1. At long last I find myself enjoying a set of circumstances that will allow me to engage in some serious thinking in the philosophy of mathematics; the two September posts, “Ontological Arithmetic. One Realistic Foot in the Door of the Philosophy of Mathematics,” and “Ontological Arithmetic. The Second Foot in the Door,” are the first early fruits, if “fruits” is the right word, of that thinking. Looking back further in time, the philosophy of mathematics was the area of my doctoral dissertation completed nearly four forty years ago; in the course of the intervening (long!) decades spent as a full-time academic administrator and an “off-and-on” adjunct professor of philosophy, I taught a wide variety of courses in philosophy (and others in Islamic Studies and a few in French), but none were immediately related to the philosophy of mathematics.
The reason that I am at this late date returning to the philosophy of mathematics is that even on the day I successfully, if that is what my being recognized as a doctor of philosophy in philosophy shows, defended my dissertation, I was deeply dissatisfied with it. And I am now even more dissatisfied with it. I will point to the reasons why below.

Tasks to perform —
A. Name every subject in which the author of the passage taught courses.
B. Return each line of the records that contains the word "newel".
The records below have no connection to the passage above them.

Provided information —
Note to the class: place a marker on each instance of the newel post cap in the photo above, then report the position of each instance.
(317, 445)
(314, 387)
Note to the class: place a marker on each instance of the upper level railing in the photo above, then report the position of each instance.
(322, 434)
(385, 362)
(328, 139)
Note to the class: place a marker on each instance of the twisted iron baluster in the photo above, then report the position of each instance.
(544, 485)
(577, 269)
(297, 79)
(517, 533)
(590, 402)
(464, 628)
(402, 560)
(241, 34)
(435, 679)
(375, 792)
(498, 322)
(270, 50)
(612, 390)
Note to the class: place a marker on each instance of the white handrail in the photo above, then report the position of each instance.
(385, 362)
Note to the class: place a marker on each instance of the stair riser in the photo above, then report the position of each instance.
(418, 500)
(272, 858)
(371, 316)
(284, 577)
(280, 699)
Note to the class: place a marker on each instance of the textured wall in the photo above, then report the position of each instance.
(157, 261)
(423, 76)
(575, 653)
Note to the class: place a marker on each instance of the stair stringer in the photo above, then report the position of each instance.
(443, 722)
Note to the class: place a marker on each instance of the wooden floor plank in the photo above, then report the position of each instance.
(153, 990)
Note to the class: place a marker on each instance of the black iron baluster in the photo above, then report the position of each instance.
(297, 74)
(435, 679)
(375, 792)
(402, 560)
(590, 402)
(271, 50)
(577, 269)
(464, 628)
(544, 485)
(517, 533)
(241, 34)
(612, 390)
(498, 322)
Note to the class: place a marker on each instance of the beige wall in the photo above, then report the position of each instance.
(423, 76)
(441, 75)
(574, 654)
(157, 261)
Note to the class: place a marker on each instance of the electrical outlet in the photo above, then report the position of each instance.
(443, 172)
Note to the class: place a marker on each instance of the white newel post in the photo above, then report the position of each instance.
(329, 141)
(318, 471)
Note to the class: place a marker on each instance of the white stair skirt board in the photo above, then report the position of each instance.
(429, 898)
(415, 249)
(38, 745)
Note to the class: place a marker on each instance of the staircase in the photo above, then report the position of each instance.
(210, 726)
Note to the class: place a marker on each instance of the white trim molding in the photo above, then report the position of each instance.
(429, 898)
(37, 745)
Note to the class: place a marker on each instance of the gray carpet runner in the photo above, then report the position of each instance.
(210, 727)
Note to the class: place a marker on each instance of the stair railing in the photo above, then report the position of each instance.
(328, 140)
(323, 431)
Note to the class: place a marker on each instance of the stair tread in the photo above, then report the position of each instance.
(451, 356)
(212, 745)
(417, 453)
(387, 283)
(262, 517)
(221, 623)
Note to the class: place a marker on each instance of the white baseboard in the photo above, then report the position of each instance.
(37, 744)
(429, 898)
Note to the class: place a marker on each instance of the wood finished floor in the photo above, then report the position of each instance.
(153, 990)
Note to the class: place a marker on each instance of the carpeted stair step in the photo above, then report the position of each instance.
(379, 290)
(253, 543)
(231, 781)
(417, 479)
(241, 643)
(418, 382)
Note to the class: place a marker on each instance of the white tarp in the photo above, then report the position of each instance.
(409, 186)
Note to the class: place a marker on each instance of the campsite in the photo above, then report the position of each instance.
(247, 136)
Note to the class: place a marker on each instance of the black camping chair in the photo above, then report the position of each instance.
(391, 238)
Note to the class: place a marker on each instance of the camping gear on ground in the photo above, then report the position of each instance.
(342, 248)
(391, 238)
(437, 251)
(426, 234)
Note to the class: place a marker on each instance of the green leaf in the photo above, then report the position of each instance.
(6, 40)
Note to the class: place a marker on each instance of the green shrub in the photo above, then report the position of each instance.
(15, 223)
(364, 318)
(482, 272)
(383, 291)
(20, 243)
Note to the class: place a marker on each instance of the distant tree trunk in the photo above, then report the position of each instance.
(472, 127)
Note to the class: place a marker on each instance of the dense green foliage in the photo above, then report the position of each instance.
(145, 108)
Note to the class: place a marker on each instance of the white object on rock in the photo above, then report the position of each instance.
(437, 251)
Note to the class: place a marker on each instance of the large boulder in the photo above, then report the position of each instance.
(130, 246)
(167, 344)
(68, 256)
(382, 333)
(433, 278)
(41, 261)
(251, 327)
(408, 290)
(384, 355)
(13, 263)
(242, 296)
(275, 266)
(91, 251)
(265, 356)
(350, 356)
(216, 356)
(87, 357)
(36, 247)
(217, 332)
---
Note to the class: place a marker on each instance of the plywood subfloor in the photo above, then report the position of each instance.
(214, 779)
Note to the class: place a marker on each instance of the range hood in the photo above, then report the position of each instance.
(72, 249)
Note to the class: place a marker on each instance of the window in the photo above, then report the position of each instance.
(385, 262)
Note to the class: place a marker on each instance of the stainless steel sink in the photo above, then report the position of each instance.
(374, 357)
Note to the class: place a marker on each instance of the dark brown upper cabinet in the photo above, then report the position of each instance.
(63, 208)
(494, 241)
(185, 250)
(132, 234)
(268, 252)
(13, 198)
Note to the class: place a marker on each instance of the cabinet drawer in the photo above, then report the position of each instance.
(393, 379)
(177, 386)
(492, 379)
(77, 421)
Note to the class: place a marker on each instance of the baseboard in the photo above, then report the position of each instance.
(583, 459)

Replies —
A. Philosophy, Islamic Studies, French

B.
Note to the class: place a marker on each instance of the newel post cap in the photo above, then report the position of each instance.
Note to the class: place a marker on each instance of the white newel post in the photo above, then report the position of each instance.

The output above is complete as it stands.